Text excerpt ::
The legend of Daley the political wizard originates in the fact that he managed to run a racist city administration and still draw crucial black votes to support machine candidates. Through the 1950s and into the '60s it was enough for Daley to not be assertively antiblack to outpoll opponents who were either racist or otherwise unappealing to the black wards. In 1963, state's attorney Ben Adamowski was a credible candidate for mayor who courted ethnics by taking a stand to the white side of Daley's official (if tepid) commitment to open housing. Daley's views on race were little different from Adamowski's, but black voters backed a man who was not eager to advance black interests to forestall the election of a man bent on rolling back gains. Not being antiblack made Daley still too liberal for a lot of white working-class members of the Democratic coalition. Adamowski got 51 percent of the white votes cast and carried 18 wards. He even captured 28 percent of the vote in Bridgeport.
Daley found himself in 1963 at the same fork in the road that George Wallace had come to a few years before in Alabama. Like Daley, Wallace had begun his political career as a moderate on race. But the specter of court-ordered school integration panicked the south as public housing did Chicago. Like Daley, Wallace bet on the past against the future; like Wallace, Daley became a symbol of the law-and-order backlash against civil rights and anti-Vietnam protests. Bridgeport was George Wallace's hometown of Clio, Alabama, without the dirt roads. There was the same suspicion of outsiders, the same working-class grimness, the same anti-intellectualism. George Wallace's well-quoted disdain for pointy-headed intellectuals was shared by Bridgeport.
Neither man was a simple bigot, and neither offered simply racist programs. Southern historian Edward Ayers wrote last year in the New Republic that Wallace opposed integration because black people were, to his followers, symbols of ideological and class resentments based in real inequalities. In Chicago, whites saw the federal insistence on open housing as an attempt at social engineering—a plot by liberals who believed fervently in black people's right to move into other people's neighborhoods. Both Daley and Wallace articulated those resentments by speaking in a code that reporters and other highfalutin types translated only crudely.

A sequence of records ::
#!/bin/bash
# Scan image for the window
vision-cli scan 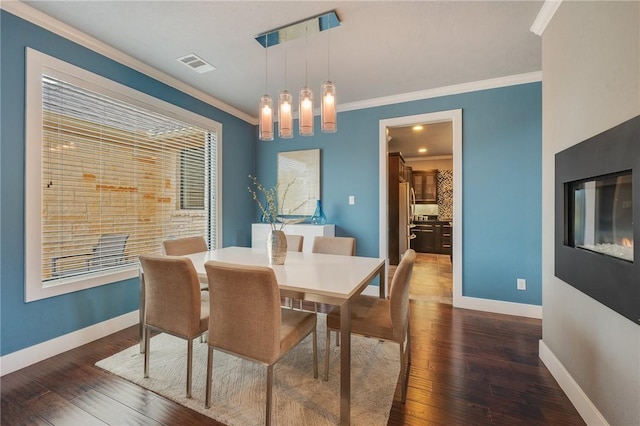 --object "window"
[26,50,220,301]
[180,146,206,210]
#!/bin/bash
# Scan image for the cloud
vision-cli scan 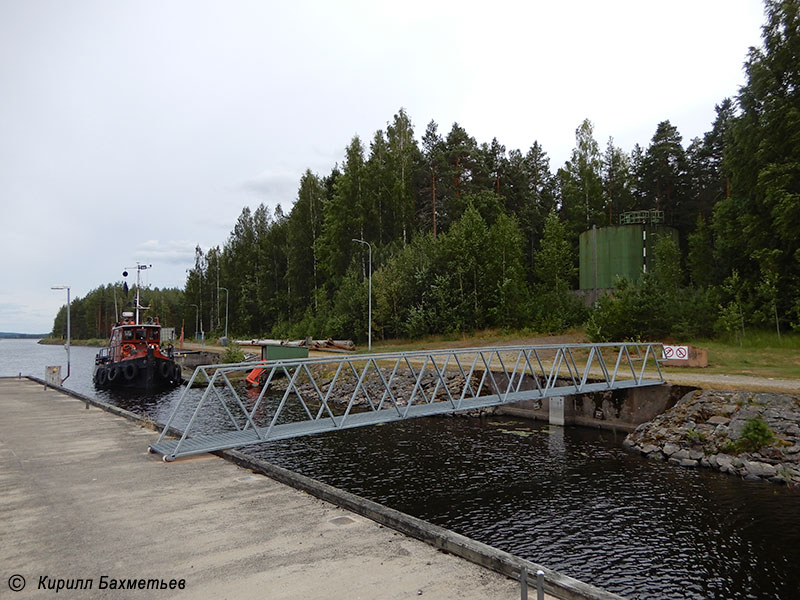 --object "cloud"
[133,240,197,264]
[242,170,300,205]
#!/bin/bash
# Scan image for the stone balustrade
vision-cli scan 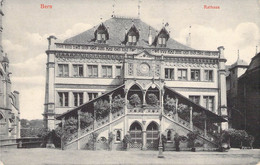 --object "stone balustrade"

Tasks to complete ::
1. Set down, word for word, the part of the passage on Daley and Wallace starting with "Daley found himself" and going on through "shared by Bridgeport.".
2. For each statement, state whether it agrees with the passage on Daley and Wallace by answering yes or no, and quote the words of the passage that settle it. (a) Adamowski carried 18 wards. (b) Wallace began his political career as a hardline segregationist. (c) Edward Ayers wrote about Wallace in the New Republic.
Base every response solely on the passage on Daley and Wallace.

Solutions to the tasks ::
1.
Daley found himself in 1963 at the same fork in the road that George Wallace had come to a few years before in Alabama. Like Daley, Wallace had begun his political career as a moderate on race. But the specter of court-ordered school integration panicked the south as public housing did Chicago. Like Daley, Wallace bet on the past against the future; like Wallace, Daley became a symbol of the law-and-order backlash against civil rights and anti-Vietnam protests. Bridgeport was George Wallace's hometown of Clio, Alabama, without the dirt roads. There was the same suspicion of outsiders, the same working-class grimness, the same anti-intellectualism. George Wallace's well-quoted disdain for pointy-headed intellectuals was shared by Bridgeport.

2.
(a) Yes: "Adamowski got 51 percent of the white votes cast and carried 18 wards."
(b) No: "Like Daley, Wallace had begun his political career as a moderate on race."
(c) Yes: "Southern historian Edward Ayers wrote last year in the New Republic that Wallace opposed integration"